| 文档摘录 |
储氢合金因其具有储氢量大、能耗低和可循环使用等优点，在燃料电池、氢贮存与运输、核工业等领域都有广阔的应用前景。但是在生产和贮存储氢合金的受限空间内，存在氢气和可燃粉尘两个共生危险源，其爆炸危险性和破坏性不容忽视。本项目拟通过激波诱导粉尘云装置、高速摄影仪和LS-DYNA数值模拟技术，研究激波诱导下储氢合金粉尘的动力学特征；采用哈特曼管、20L球形爆炸测试系统，研究典型储氢合金粉尘的爆炸特性及其影响因素；利用电磁悬浮技术实现粉尘的均匀悬浮，并结合激波管测试系统和基于CE/SE方法的数值计算，研究典型储氢合金粉尘云的DDT机理。通过本项目的研究，可望得到氢氧爆轰诱导的储氢合金粉尘云形成机理、典型储氢合金粉尘爆炸特性和DDT机理。研究成果可为储氢合金粉尘爆炸的预防、控制、消防及事故调查提供理论依据、基础数据和相应的建议，有助于储氢合金材料的应用和推广，因而具有重要的学术意义和应用价值。

| 数据摘录 |
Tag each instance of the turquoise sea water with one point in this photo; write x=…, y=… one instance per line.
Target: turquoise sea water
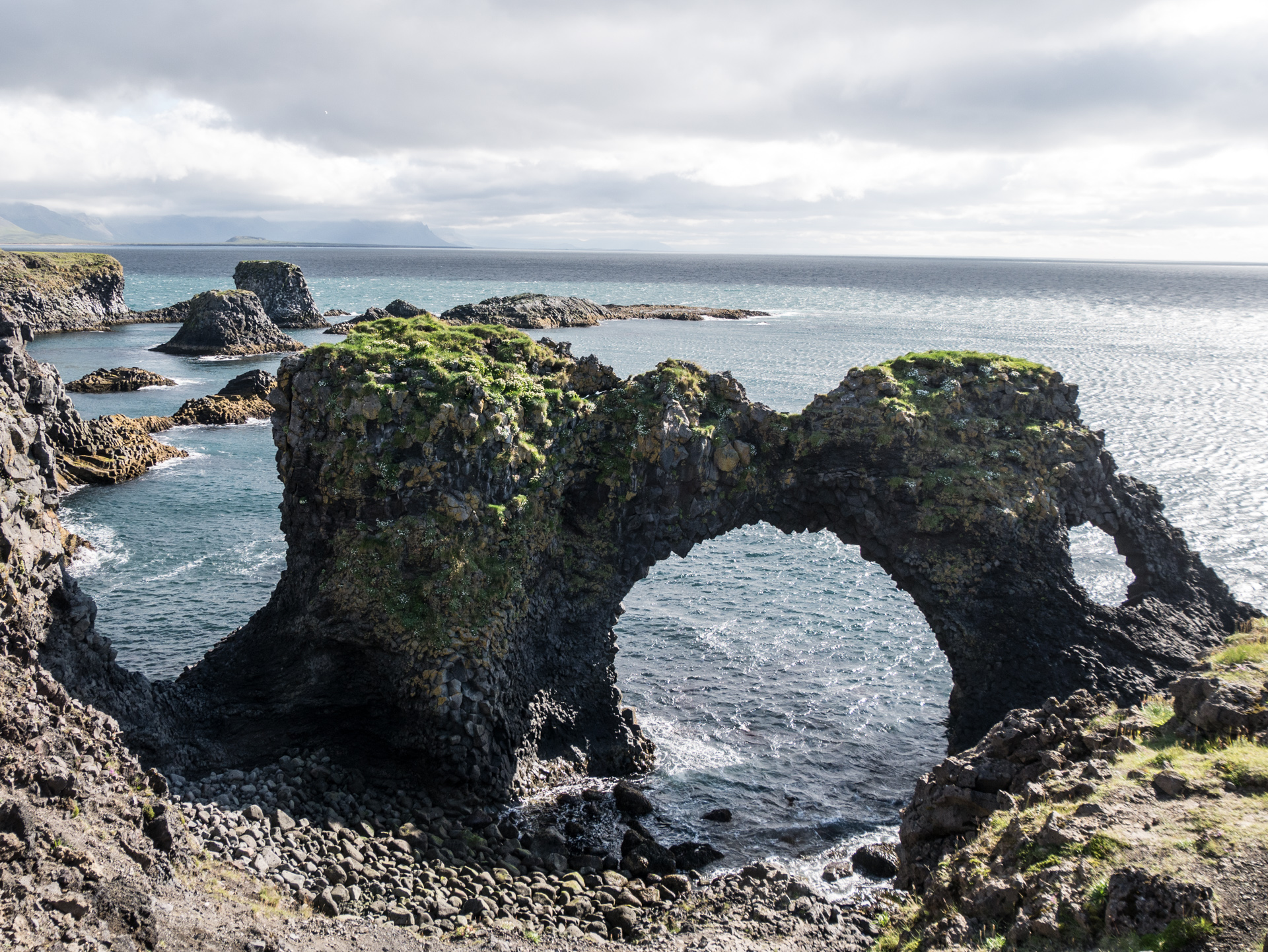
x=766, y=667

| 任务说明 |
**A.** 请逐字输出文档摘录中从"储氢合金因其具有储氢量大、能"起一直到"有重要的学术意义和应用价值。"为止的全部文字。
**B.** 根据文档摘录，研究典型储氢合金粉尘云的DDT机理时，用什么技术实现粉尘的均匀悬浮？

| 任务答案 |
**A.**
储氢合金因其具有储氢量大、能耗低和可循环使用等优点，在燃料电池、氢贮存与运输、核工业等领域都有广阔的应用前景。但是在生产和贮存储氢合金的受限空间内，存在氢气和可燃粉尘两个共生危险源，其爆炸危险性和破坏性不容忽视。本项目拟通过激波诱导粉尘云装置、高速摄影仪和LS-DYNA数值模拟技术，研究激波诱导下储氢合金粉尘的动力学特征；采用哈特曼管、20L球形爆炸测试系统，研究典型储氢合金粉尘的爆炸特性及其影响因素；利用电磁悬浮技术实现粉尘的均匀悬浮，并结合激波管测试系统和基于CE/SE方法的数值计算，研究典型储氢合金粉尘云的DDT机理。通过本项目的研究，可望得到氢氧爆轰诱导的储氢合金粉尘云形成机理、典型储氢合金粉尘爆炸特性和DDT机理。研究成果可为储氢合金粉尘爆炸的预防、控制、消防及事故调查提供理论依据、基础数据和相应的建议，有助于储氢合金材料的应用和推广，因而具有重要的学术意义和应用价值。

**B.** 电磁悬浮技术。